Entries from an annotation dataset
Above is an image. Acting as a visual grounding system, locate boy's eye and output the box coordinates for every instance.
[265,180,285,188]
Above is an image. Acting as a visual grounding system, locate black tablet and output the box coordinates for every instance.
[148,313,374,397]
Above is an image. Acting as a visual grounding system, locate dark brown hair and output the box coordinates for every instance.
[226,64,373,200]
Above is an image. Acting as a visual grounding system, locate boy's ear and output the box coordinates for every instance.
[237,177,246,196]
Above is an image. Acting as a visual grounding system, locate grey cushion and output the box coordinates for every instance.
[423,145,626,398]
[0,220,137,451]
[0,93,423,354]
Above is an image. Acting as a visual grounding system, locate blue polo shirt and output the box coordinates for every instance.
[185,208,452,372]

◆ **TO DO**: Rewrite all the items, putting "child's" wherever "boy's" appears and leaving everything else as it is.

◆ **EXERCISE RESULT**:
Above is an image. Acting as a visual grounding system, locate child's eye and output the box coordinates for every instance.
[265,180,285,188]
Above is an image. Acting as a visual grounding system, locate black tablet and output the box coordinates for every instance.
[148,313,374,397]
Above is an image. Acting as a visual grounding system, locate dark brown hair and output the box coordinates for every instance.
[226,64,373,200]
Above is an image. Acting as a visual grounding system, locate child's ear and output the box coordinates for every instance.
[237,177,246,196]
Above is an image. Acting as a visual grounding system, locate grey cushion and output the box coordinates for every instance.
[423,145,626,398]
[0,220,137,451]
[0,93,423,354]
Above is an image. Acting as a visual grounding system, locate blue polo shirt and output the box coordinates for every instance.
[185,208,452,372]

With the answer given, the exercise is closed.